Problem to work on → Convert every row below into a two-column CSV with the headers input and output, one line per row, placing the row's text under input and its answer under output. Quote each field and replace line breaks inside it with spaces.

Records supplied →
+++++

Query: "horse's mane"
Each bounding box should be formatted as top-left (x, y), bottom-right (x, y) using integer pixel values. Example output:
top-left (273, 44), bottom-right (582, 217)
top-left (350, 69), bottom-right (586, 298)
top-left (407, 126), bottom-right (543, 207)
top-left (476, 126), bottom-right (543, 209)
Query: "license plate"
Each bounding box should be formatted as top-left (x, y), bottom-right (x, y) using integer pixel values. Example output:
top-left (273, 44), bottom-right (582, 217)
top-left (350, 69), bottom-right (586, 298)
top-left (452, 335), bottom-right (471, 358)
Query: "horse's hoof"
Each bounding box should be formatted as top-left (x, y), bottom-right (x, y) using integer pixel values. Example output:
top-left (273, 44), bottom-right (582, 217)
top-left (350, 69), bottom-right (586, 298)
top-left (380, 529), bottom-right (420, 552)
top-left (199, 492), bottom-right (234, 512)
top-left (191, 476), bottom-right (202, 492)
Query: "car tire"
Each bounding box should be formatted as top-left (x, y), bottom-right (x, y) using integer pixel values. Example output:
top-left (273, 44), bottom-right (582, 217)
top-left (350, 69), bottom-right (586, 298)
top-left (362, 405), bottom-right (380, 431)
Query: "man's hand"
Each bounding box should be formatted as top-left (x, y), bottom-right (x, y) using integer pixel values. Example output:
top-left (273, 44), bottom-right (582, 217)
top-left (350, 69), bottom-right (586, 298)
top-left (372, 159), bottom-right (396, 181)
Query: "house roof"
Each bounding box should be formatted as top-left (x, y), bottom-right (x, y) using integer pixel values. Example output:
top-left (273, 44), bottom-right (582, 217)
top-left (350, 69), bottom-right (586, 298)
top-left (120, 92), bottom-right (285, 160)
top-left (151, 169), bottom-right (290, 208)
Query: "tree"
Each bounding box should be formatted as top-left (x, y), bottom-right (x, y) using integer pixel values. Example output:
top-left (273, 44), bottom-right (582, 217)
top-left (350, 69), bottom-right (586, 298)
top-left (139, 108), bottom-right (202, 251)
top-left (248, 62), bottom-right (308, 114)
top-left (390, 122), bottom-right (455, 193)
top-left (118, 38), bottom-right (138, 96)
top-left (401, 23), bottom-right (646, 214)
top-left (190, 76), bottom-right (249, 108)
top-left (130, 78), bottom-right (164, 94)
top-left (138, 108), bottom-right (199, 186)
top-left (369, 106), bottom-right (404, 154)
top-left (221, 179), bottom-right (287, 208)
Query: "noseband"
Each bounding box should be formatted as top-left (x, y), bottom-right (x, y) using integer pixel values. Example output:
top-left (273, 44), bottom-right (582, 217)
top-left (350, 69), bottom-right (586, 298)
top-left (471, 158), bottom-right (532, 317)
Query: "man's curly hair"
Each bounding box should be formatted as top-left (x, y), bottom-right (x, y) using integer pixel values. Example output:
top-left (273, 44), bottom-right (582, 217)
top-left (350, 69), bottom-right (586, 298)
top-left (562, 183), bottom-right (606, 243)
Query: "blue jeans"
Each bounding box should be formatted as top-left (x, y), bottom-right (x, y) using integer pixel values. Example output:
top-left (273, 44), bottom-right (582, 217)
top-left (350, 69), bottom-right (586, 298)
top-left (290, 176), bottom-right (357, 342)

+++++

Solution to the exercise →
input,output
"Query: ""horse's mane"" Each bounding box should be formatted as top-left (x, y), bottom-right (x, y) using integer pixel values. Example output: top-left (273, 44), bottom-right (582, 217) top-left (350, 69), bottom-right (586, 298)","top-left (407, 126), bottom-right (543, 207) top-left (476, 126), bottom-right (543, 209)"
"Query: ""license plate"" Each bounding box should be formatted as top-left (x, y), bottom-right (x, y) using integer pixel values. Example output: top-left (273, 44), bottom-right (582, 217) top-left (350, 69), bottom-right (586, 298)","top-left (452, 335), bottom-right (471, 358)"
"Query: ""horse's hoof"" Each bounding box should be formatted as top-left (x, y), bottom-right (x, y) using integer pixel values. Example output: top-left (273, 44), bottom-right (582, 217) top-left (350, 69), bottom-right (586, 298)","top-left (380, 529), bottom-right (420, 552) top-left (199, 492), bottom-right (234, 512) top-left (191, 476), bottom-right (202, 492)"
"Query: ""car tire"" Each bounding box should be formatted as top-left (x, y), bottom-right (x, y) using integer pixel values. Example output: top-left (273, 44), bottom-right (582, 217) top-left (350, 69), bottom-right (586, 298)","top-left (362, 405), bottom-right (380, 431)"
"Query: ""man's hand"" Each bounding box should be formatted as top-left (x, y), bottom-right (x, y) using integer pixel values. Example output: top-left (273, 44), bottom-right (582, 217) top-left (350, 69), bottom-right (586, 298)","top-left (372, 159), bottom-right (396, 181)"
"Query: ""house roof"" Each bounding box should be formatted as top-left (x, y), bottom-right (x, y) using integer pixel values. Example output: top-left (273, 44), bottom-right (582, 217) top-left (350, 69), bottom-right (586, 298)","top-left (120, 92), bottom-right (285, 160) top-left (151, 169), bottom-right (290, 208)"
"Query: ""tree"" Each bounding box should be formatted as top-left (x, y), bottom-right (x, y) using integer pixel values. Example output: top-left (273, 44), bottom-right (582, 217) top-left (350, 69), bottom-right (586, 298)","top-left (139, 108), bottom-right (202, 251) top-left (248, 62), bottom-right (308, 114) top-left (390, 122), bottom-right (455, 193) top-left (118, 38), bottom-right (138, 96) top-left (401, 23), bottom-right (646, 214) top-left (190, 76), bottom-right (249, 108) top-left (130, 78), bottom-right (164, 94) top-left (138, 108), bottom-right (199, 186) top-left (369, 106), bottom-right (404, 154) top-left (221, 179), bottom-right (287, 208)"
"Query: ""noseband"" Each bounding box should be formatted as top-left (x, y), bottom-right (x, y) using integer pixel values. Example output: top-left (273, 44), bottom-right (582, 217) top-left (350, 69), bottom-right (586, 298)","top-left (471, 158), bottom-right (532, 317)"
"Query: ""man's curly hair"" Each bounding box should be formatted as top-left (x, y), bottom-right (x, y) using integer pixel values. Example output: top-left (273, 44), bottom-right (582, 217) top-left (350, 69), bottom-right (586, 298)","top-left (562, 183), bottom-right (606, 243)"
"Query: ""blue jeans"" Each bounding box should be formatted as top-left (x, y), bottom-right (x, y) using integer pixel values. Example output: top-left (273, 44), bottom-right (582, 217) top-left (350, 69), bottom-right (586, 298)","top-left (290, 176), bottom-right (357, 342)"